[Stored dataset items]
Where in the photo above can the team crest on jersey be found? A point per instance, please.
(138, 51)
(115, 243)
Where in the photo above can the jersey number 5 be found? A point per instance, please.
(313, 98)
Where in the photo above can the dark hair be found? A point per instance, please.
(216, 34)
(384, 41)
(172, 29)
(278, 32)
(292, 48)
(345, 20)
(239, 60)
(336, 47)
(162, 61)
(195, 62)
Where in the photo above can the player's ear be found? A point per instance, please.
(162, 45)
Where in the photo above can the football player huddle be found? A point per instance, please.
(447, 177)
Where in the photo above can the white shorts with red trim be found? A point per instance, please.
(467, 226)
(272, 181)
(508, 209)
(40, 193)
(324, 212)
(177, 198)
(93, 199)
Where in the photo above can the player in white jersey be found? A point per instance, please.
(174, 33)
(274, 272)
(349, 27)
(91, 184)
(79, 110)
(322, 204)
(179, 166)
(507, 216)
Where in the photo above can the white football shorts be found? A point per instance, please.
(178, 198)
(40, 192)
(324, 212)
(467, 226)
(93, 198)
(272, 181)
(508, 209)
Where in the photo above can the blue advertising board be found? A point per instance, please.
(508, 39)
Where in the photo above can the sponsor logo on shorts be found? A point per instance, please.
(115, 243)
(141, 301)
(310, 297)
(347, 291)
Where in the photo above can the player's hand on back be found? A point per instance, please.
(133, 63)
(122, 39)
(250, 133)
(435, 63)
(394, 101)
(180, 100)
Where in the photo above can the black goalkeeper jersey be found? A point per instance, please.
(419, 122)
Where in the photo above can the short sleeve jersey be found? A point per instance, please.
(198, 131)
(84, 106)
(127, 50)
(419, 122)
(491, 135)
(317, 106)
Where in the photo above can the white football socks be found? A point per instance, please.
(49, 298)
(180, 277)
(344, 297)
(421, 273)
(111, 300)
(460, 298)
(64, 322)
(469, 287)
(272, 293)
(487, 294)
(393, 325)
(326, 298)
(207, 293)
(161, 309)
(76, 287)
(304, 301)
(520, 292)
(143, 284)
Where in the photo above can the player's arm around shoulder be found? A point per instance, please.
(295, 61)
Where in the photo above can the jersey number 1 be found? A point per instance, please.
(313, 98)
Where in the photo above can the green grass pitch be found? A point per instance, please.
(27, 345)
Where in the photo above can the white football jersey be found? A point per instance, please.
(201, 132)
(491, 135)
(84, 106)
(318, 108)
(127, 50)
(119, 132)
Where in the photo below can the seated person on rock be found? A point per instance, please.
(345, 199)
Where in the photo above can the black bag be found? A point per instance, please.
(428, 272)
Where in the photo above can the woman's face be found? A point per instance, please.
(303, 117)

Instructions for the task –
Copy every one of the items above word for word, with no changes.

Response –
Where in the photo above can the team crest on jersey be found? A point per instance, please.
(138, 51)
(115, 243)
Where in the photo above can the jersey number 5 be found? A point per instance, please.
(313, 98)
Where in the photo above can the dark hair be found? A point per instance, please.
(216, 34)
(384, 41)
(172, 29)
(278, 32)
(292, 48)
(345, 20)
(239, 60)
(336, 47)
(162, 61)
(195, 62)
Where in the photo above can the player's ear be found? A point per instance, please.
(162, 45)
Where in the photo above can the football player huddle be found? A point per instance, please.
(447, 177)
Where in the photo above can the white shorts with red trim be found? A point per instance, please.
(467, 226)
(272, 181)
(508, 209)
(40, 193)
(324, 212)
(177, 198)
(93, 199)
Where in the photo above can the player in white jersey be found? A point per instance, please.
(174, 33)
(274, 272)
(349, 27)
(91, 184)
(79, 110)
(322, 204)
(179, 166)
(507, 216)
Where in the photo above can the white football shorts be found? A point per instance, please.
(178, 198)
(40, 192)
(324, 212)
(467, 226)
(93, 198)
(272, 181)
(508, 209)
Where in the photo above can the blue advertising board be found? A point per instance, please.
(508, 39)
Where in the photo above can the sponsor logo on shorts be found? A point per instance, please.
(115, 243)
(141, 301)
(310, 297)
(347, 291)
Where in the photo above can the player's hand on back be found? A point per instance, please.
(133, 63)
(122, 39)
(250, 133)
(435, 63)
(394, 101)
(180, 100)
Where in the photo above can the black goalkeeper jersey be found? A point per instance, please.
(419, 122)
Where in the photo above can the short sleeve jersey be found? A point per instance, please.
(198, 131)
(84, 106)
(127, 50)
(419, 122)
(491, 135)
(317, 106)
Where in the photo above can the white football socks be found? A point per instance, please.
(49, 298)
(180, 277)
(344, 297)
(421, 273)
(111, 300)
(460, 298)
(64, 322)
(469, 287)
(272, 293)
(487, 294)
(393, 325)
(326, 298)
(207, 293)
(161, 309)
(76, 287)
(304, 301)
(520, 292)
(143, 284)
Where in the photo above can the player's arm around shoulder be found? A point per instance, please.
(295, 61)
Where in the photo above can the jersey number 1 be found? A point per instance, please.
(313, 98)
Where in the photo above can the green grass pitch be found? A point per instance, please.
(27, 345)
Where in the photo above can the white football jersey be found? A point per instance, please.
(201, 132)
(491, 135)
(84, 106)
(318, 108)
(127, 50)
(119, 132)
Where in the photo below can the seated person on rock be found? A point per instance, please.
(345, 199)
Where in the photo above can the black bag be found? A point per instance, please.
(428, 272)
Where in the photo above can the woman's face be found? A point per instance, please.
(303, 117)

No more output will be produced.